### FRAGMENTO PROPORCIONADO
Este motociclista, de aspecto rudo pero muy gentil, parecía estar dispuesto a aceptar la buena nueva de que realmente hay un Dios como él lo describía. Sin embargo, era muy claro que no podría aceptar a un Dios como muchos lo presentan.
Con o sin instrucción religiosa previa, tantas personas que no profesaban creer en Dios, hablaban vagamente de un poder distante y bondadoso. “Una presencia etérea benevolente”, fue la descripción dada por una madre joven, quien con un movimiento
gracioso de la mano, recordaba los años de su niñez cuando asistía a la escuela dominical.
Me encontré con una familia de cuatro miembros mientras caminaban cerca de la playa en el noroeste de Inglaterra. La madre habló con tristeza de su lento abandono de la adoración cristiana y de su fe. “Dios y la iglesia se han alejado demasiado”, explicó. “No tienen más sentido”. A pesar de los años de asistencia a la iglesia y a la escuela dominical, ninguno de la familia podía recordar siquiera una historia de la Biblia.
“Para que hubiera un dios a quien pudieras adorar nuevamente, ¿cómo debería ser?”
“Tendría que ser alguien en quien pudiera confiar, uno que nunca me fallara”, dijo serenamente Lorraine, una niña de once años.
¿Hay alguien en quien podemos confiar?
Citar lo que dicen las Escrituras no resolvería esta duda. La descripción de Dios que ellos encontraron en la Biblia es lo que los llevó a dudar de las aseveraciones bíblicas. Y repetir las historias de amor no alcanzaría a contrapesar los “aspectos más espeluznantes de las Escrituras”. ¿Qué pasajes son los que realmente dicen la verdad? Para muchas personas reflexivas, la Biblia ha perdido su autoridad porque no siempre parece razonable o que tenga sentido común.
La esposa de un comerciante de éxito buscaba las palabras adecuadas para describir su idea de Dios. “Incongruente, contradictorio, arbitrario”, comenzó, pero finalmente dijo, “cruel”. Continuó diciendo: “¿Por qué no podemos mantener los valores del cristianismo, como amar al prójimo como a uno mismo, sin incluir al Dios del cristiano?” Como tantos otros, ella había sido criada en la escuela dominical, pero ahora —con cierta renuencia— se declaraba “atea”.

### REGISTROS PROPORCIONADOS
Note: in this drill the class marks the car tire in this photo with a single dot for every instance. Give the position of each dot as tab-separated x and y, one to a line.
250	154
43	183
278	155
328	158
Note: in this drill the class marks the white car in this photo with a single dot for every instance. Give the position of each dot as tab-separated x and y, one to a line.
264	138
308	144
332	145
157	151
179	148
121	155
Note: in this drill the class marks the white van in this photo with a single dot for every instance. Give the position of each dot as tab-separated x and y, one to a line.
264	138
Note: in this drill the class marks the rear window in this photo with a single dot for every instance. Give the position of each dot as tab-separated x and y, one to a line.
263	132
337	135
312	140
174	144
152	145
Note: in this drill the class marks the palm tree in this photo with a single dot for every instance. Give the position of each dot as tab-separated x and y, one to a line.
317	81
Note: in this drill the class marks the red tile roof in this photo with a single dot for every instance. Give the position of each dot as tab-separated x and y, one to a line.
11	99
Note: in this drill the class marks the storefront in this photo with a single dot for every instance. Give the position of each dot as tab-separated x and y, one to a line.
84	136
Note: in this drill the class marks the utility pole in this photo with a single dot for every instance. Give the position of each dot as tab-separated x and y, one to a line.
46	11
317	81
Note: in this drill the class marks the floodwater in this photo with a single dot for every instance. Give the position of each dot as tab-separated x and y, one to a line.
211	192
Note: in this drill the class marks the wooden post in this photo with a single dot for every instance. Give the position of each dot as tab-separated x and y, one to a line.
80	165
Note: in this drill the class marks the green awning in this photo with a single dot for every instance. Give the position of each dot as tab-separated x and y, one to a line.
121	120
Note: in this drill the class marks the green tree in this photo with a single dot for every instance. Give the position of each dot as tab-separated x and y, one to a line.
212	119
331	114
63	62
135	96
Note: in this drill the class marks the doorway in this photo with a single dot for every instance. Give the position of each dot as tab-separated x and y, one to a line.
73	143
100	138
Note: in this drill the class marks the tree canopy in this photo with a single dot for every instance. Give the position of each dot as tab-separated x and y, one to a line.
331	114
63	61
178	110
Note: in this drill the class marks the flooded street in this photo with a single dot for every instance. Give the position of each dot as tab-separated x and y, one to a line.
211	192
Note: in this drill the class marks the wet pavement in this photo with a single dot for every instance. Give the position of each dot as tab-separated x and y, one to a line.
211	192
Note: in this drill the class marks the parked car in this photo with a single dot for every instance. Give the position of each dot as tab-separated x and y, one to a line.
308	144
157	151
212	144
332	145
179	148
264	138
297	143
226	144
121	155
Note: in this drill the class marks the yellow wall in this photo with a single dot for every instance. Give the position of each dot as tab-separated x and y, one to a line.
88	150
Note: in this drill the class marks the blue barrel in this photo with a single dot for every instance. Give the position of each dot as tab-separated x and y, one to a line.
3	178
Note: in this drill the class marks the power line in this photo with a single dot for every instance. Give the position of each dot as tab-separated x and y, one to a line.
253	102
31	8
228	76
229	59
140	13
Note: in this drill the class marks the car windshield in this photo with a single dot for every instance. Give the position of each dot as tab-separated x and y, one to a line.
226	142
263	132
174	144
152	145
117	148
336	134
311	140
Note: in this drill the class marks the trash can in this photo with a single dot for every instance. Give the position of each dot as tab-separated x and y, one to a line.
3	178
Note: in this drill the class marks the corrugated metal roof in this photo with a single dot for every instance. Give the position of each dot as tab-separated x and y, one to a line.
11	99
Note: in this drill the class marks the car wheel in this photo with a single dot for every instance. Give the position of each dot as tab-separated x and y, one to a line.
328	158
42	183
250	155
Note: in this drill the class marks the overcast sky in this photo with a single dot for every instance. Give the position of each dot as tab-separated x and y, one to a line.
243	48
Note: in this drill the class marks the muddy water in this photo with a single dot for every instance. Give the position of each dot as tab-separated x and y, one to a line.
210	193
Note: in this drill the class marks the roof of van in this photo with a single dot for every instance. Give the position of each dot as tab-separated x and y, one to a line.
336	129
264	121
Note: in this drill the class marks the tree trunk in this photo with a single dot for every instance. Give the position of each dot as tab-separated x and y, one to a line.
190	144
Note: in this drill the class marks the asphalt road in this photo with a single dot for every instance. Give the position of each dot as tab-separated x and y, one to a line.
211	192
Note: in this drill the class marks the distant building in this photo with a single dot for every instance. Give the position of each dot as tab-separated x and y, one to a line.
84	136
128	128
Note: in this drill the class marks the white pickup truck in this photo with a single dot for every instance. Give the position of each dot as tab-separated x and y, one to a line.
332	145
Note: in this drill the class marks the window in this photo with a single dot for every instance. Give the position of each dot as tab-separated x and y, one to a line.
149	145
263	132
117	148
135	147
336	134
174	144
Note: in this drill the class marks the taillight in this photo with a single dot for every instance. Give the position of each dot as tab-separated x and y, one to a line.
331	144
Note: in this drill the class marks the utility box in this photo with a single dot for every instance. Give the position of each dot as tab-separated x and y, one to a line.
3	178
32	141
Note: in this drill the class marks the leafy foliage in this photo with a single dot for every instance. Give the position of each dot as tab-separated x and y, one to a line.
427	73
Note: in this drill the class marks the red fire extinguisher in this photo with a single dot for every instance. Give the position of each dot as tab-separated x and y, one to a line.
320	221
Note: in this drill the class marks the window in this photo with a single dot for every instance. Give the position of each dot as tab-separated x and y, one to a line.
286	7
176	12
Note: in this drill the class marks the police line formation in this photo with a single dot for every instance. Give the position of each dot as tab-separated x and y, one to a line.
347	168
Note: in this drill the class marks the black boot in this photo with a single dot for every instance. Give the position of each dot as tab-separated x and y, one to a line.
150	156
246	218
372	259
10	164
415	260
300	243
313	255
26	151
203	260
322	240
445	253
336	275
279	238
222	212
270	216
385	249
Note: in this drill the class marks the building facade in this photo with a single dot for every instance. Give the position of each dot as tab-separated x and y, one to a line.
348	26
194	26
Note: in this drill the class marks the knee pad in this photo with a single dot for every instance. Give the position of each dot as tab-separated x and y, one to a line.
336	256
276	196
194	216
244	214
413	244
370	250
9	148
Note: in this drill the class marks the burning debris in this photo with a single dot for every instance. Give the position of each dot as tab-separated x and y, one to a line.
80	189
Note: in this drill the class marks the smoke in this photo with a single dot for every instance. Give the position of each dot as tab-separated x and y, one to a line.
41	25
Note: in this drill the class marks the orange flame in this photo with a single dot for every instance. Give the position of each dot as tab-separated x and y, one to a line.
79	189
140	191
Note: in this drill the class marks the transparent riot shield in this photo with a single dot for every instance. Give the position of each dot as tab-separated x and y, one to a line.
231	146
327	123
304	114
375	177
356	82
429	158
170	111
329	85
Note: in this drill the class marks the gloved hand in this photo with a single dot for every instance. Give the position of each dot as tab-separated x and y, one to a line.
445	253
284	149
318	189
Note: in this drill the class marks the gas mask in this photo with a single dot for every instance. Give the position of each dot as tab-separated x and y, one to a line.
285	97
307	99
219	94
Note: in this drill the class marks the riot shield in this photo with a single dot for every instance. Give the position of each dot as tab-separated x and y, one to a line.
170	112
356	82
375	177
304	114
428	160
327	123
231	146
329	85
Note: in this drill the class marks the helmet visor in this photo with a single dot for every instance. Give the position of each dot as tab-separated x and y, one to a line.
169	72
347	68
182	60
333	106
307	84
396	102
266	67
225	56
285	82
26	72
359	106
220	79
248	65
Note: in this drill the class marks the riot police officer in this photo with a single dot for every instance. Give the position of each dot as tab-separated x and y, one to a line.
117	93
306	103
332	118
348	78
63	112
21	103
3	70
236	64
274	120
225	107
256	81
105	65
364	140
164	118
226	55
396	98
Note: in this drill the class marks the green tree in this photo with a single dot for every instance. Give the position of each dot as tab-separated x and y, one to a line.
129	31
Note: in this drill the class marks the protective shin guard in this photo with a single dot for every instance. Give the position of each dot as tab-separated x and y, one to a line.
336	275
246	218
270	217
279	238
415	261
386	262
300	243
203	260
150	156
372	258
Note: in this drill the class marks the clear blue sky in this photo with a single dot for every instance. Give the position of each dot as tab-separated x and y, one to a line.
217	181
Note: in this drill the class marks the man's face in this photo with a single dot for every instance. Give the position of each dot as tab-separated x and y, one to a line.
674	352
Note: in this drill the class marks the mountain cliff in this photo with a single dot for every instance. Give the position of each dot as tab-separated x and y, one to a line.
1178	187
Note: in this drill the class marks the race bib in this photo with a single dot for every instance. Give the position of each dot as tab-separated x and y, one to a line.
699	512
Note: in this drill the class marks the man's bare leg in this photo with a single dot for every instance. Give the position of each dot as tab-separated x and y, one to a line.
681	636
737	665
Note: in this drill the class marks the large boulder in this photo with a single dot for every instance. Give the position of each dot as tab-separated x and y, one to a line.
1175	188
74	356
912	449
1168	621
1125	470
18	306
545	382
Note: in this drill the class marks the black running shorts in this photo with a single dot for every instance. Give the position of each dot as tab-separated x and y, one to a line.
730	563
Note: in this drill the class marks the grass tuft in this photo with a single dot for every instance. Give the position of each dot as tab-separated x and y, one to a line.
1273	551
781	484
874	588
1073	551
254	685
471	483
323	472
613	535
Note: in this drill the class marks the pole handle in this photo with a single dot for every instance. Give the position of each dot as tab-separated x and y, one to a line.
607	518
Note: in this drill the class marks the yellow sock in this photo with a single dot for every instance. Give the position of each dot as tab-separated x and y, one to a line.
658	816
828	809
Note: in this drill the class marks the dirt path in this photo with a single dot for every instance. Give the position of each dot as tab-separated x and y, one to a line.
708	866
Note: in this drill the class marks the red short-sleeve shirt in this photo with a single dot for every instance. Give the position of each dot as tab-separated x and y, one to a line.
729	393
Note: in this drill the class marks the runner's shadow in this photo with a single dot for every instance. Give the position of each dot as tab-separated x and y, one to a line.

### INSTRUCCIONES
1 > En el fragmento sobre la fe en Dios, ¿qué edad tiene Lorraine?
2 > Modifica el fragmento sobre la fe en Dios: reproduce todo lo que va desde "Citar lo que" hasta "tenga sentido común.", cambiando "autoridad" por "credibilidad".
3 > Prosigue el fragmento sobre la fe en Dios a partir del punto en que termina.

### RESPUESTAS ESPERADAS
1 > Once años.

2 >
Citar lo que dicen las Escrituras no resolvería esta duda. La descripción de Dios que ellos encontraron en la Biblia es lo que los llevó a dudar de las aseveraciones bíblicas. Y repetir las historias de amor no alcanzaría a contrapesar los “aspectos más espeluznantes de las Escrituras”. ¿Qué pasajes son los que realmente dicen la verdad? Para muchas personas reflexivas, la Biblia ha perdido su credibilidad porque no siempre parece razonable o que tenga sentido común.

3 >
No hace mucho, la reina Isabel manifestó públicamente que el pueblo británico valora como lo más precioso su libertad y su individualidad. Por siglos ha defendido —a veces con peligro de su vida— su libertad de adorar en la iglesia de su elección. Ahora hay muchos que ejercen esa misma libertad no asistiendo a la iglesia.
Se considera a Dios, a la Biblia y a la iglesia no tanto una amenaza a esta libertad atesorada, sino más bien simplemente como cosas sin importancia, que pertenecen a una época pasada de siervos y de aristócratas, cuando la libertad era el privilegio de unos pocos, y los poderosos se aprovechaban de las supersticiones de los pobres.
Hay recordativos, en toda Gran Bretaña, de la época en que el cristianismo desplegaba una autoridad mucho mayor. Pero muchas veces son monumentos no sólo del valor y de la fe, sino también de la historia larga y oscura de los intentos de la religión —incluyendo el cristianismo— de suprimir la libertad y la individualidad, a menudo mediante métodos bárbaros.
En Chester, cerca de la frontera norte de Inglaterra con Gales, hay un sencillo monumento de piedra a la vera del camino que nos hace recordar que más de una rama del cristianismo ha practicado esta cruel represión. La inscripción registra que George Marsh, un clérigo protestante, fue “muerto en la hoguera cerca de este lugar por causa de la verdad” en 1555, durante el reinado de María la Sanguinaria. Es a la vez un monumento a John Pleasington, un sacerdote católico romano, “martirizado aquí” por los protestantes en 1679, y “canonizado en 1970”. Ambos herejes fueron muertos en el nombre del mismo Dios cristiano, y las multitudes que se divertían al congregarse para presenciar tales procedimientos difícilmente pueden ser culpadas por considerar a Dios con marcado temor y confusión.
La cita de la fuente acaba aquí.